Gather every line in the material below that contains the word "trunk", and copy each of those lines in full.

==*==

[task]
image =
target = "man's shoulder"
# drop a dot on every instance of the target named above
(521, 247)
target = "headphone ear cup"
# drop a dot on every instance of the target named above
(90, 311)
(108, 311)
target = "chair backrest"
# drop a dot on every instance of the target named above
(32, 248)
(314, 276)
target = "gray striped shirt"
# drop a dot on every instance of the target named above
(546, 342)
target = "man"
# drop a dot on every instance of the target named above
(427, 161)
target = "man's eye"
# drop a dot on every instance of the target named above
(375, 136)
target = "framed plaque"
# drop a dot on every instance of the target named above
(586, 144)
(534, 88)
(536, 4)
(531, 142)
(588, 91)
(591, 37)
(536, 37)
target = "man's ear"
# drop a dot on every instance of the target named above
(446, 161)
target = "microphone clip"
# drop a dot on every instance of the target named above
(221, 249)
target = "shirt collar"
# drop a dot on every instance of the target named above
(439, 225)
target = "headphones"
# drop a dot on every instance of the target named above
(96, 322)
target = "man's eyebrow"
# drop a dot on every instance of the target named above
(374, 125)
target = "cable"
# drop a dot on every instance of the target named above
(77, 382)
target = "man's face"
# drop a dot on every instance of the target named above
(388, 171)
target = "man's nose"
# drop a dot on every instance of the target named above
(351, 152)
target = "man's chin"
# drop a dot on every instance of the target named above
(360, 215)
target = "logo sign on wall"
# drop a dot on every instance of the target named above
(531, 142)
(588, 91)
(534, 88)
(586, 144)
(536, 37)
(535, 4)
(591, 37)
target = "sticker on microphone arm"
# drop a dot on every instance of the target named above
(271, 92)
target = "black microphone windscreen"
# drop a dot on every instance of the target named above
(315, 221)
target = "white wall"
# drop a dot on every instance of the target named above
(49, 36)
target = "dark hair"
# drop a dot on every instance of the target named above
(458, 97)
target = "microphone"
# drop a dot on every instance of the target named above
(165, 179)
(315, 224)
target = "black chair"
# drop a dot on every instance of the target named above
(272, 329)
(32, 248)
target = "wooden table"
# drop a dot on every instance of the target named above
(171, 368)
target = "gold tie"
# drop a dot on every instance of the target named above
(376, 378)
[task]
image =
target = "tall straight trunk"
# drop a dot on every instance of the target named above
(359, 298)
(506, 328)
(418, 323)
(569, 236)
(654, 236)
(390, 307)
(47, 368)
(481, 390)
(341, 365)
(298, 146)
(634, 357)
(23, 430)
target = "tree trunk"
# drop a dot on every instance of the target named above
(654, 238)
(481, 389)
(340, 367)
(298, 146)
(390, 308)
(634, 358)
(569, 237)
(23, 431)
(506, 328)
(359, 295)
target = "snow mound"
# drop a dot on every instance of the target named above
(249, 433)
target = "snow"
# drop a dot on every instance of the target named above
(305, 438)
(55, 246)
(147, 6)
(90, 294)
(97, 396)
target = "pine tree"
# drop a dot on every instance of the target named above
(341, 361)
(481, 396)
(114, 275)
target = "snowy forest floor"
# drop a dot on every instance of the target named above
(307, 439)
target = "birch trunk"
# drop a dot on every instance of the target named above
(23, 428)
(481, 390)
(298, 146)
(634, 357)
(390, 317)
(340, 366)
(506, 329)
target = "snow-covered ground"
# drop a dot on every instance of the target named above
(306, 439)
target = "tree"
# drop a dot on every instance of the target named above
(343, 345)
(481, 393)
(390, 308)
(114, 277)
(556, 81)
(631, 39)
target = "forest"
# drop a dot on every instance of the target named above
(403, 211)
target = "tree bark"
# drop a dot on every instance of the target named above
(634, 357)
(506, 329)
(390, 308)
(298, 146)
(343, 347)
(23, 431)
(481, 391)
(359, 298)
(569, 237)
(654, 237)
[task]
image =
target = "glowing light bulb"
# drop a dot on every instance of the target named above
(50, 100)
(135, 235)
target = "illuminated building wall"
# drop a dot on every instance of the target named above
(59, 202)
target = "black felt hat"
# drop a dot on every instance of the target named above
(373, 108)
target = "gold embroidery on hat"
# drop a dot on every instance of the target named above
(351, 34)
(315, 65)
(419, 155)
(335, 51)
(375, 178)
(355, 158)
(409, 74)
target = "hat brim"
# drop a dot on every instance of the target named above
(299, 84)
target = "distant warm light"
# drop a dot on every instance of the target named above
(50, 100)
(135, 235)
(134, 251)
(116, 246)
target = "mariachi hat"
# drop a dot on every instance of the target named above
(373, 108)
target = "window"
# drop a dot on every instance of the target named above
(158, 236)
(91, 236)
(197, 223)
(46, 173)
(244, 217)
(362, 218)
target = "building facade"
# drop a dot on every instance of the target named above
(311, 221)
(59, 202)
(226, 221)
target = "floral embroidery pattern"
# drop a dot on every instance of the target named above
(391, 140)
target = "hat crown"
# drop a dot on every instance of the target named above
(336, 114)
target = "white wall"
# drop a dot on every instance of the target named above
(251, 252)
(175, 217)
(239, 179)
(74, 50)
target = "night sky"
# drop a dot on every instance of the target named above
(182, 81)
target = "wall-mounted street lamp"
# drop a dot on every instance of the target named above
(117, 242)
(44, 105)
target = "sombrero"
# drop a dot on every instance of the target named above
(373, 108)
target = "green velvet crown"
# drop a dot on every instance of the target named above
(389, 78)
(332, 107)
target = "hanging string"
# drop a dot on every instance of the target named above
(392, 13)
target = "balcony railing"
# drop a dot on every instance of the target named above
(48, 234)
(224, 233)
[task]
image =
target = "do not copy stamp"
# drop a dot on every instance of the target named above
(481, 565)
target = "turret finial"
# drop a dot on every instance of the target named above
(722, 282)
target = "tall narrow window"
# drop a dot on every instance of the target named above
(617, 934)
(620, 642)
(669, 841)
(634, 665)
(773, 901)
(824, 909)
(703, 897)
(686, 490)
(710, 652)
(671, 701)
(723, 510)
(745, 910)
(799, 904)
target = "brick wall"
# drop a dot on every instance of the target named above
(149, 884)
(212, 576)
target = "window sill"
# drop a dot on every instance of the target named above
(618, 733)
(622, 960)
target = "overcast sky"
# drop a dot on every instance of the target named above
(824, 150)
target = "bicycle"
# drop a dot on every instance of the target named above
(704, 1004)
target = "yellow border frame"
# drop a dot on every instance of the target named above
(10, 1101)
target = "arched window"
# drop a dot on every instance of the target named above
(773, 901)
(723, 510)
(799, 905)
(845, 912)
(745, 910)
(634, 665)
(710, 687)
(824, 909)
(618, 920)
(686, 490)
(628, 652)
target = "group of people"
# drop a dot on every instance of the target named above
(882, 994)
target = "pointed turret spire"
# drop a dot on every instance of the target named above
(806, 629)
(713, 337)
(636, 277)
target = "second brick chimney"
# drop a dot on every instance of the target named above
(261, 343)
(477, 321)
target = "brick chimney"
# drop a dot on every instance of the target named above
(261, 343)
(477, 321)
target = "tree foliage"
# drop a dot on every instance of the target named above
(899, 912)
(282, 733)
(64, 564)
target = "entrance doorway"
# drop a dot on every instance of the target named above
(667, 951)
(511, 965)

==*==

■ Output of the task:
target = "tall straight trunk"
target = "tree trunk"
target = "birch trunk"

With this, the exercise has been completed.